── TESTO DA LEGGERE ──

Sul punto, la giurisprudenza è divisa. Infatti, pur se in linea generale un bando di gara pubblica, suddiviso in lotti, costituisce un atto ad oggetto plurimo e determina l’indizione non di un’unica gara, ma di tante gare, per ognuna delle quali vi è un’autonoma procedura che si conclude con un’aggiudicazione, è altrettanto vero che secondo parte della giurisprudenza <<l’unitarietà della gara nonostante la suddivisione in lotti […] emerge da tutta una serie di elementi ‘unificanti’ […] e, cioè, più in particolare, dalla unicità della commissione esaminatrice, dall’identità per tutti i lotti dei requisiti richiesti dal bando e degli elementi di valutazione dell’offerta tecnica […]; dalla possibilità di produrre un’unica offerta telematica per più lotti; dall’identità […] delle modalità di prestazione del servizio e delle prestazioni richieste; dall’integrazione telematica riferita all’esecuzione di tutti gli adempimenti negoziali conseguenti>> (Cons. Stato, Sez. III, 18.5.2020, n. 3135; id., 6.5.2020, n. 2865).

───

__CONSEGNA SCRITTA__
Secondo il testo sulle gare suddivise in lotti, come si qualifica in linea generale un bando di gara pubblica suddiviso in lotti?

── MATERIALE FORNITO ──

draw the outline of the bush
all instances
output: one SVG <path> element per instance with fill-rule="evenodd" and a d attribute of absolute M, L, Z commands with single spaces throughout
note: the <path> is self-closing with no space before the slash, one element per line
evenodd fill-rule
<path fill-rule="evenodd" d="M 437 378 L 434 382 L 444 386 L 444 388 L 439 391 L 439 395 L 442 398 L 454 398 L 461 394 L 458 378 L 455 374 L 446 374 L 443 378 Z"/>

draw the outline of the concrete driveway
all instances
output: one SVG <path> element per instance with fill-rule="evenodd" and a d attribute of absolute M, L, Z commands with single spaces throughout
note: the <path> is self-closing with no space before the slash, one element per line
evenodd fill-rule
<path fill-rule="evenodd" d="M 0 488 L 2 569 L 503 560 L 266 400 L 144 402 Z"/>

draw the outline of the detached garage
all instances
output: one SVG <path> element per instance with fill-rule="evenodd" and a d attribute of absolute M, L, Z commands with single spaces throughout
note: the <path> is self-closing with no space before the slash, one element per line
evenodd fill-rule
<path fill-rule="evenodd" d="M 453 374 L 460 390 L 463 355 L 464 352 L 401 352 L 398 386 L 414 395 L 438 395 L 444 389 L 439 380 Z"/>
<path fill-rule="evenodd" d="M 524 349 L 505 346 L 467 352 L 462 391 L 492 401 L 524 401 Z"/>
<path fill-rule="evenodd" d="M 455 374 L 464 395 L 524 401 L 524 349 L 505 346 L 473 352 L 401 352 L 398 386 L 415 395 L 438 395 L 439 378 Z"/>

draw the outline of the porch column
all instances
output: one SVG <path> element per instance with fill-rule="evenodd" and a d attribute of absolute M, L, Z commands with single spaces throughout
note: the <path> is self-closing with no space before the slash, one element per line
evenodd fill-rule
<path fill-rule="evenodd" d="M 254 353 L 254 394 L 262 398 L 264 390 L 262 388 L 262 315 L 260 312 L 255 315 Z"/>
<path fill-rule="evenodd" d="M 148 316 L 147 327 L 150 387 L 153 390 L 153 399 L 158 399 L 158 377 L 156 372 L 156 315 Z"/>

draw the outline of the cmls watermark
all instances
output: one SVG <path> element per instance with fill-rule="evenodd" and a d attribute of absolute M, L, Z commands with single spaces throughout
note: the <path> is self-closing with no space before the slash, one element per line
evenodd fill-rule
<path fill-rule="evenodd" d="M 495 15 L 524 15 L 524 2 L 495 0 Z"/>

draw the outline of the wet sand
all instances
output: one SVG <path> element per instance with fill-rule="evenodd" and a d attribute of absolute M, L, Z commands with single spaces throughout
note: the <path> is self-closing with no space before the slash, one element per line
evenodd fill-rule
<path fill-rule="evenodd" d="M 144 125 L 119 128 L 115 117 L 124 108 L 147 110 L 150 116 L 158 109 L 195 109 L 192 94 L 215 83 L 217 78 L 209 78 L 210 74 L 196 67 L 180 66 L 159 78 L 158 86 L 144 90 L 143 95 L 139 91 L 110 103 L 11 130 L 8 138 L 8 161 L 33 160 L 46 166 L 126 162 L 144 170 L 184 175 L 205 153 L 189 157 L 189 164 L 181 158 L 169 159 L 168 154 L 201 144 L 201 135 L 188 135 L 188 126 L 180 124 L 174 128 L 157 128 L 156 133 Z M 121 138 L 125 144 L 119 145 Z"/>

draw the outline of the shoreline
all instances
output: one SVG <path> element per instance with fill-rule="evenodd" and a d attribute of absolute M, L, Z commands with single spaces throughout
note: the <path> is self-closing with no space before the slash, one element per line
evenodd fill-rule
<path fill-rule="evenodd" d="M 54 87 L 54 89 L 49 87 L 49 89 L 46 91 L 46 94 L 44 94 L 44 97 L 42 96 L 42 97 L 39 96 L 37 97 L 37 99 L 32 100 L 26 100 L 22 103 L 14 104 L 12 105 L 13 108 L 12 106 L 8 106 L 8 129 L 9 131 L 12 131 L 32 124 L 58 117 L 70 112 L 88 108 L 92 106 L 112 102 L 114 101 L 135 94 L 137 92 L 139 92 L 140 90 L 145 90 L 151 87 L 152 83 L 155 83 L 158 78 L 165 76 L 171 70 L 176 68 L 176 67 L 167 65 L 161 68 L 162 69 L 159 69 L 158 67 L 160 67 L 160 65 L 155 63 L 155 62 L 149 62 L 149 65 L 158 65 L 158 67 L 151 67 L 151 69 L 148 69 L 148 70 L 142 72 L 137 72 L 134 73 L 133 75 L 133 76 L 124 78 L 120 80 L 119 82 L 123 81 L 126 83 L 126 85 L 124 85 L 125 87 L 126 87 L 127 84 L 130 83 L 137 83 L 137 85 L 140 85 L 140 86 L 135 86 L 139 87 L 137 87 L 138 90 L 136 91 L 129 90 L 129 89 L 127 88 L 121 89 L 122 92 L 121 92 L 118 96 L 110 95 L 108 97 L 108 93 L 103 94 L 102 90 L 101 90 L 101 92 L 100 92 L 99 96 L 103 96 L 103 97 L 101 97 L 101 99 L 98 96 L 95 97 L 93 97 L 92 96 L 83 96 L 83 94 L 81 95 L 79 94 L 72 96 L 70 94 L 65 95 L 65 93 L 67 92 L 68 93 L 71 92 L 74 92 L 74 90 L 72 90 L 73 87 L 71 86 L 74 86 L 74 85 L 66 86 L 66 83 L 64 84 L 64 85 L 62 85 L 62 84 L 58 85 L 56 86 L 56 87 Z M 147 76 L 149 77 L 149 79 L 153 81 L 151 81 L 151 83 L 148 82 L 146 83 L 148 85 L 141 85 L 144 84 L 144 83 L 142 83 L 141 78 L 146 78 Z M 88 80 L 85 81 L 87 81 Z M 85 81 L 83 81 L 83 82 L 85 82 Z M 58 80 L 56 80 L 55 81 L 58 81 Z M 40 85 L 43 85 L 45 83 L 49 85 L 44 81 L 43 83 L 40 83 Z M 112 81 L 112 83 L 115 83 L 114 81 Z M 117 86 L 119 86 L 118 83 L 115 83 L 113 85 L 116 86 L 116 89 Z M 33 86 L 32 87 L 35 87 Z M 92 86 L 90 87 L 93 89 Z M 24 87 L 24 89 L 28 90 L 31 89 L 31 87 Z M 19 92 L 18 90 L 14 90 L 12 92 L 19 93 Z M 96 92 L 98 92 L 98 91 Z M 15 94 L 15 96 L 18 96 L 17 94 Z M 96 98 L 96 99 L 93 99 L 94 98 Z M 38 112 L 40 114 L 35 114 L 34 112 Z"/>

───

__RISPOSTA ALL'ESERCIZIO__
Come un atto ad oggetto plurimo.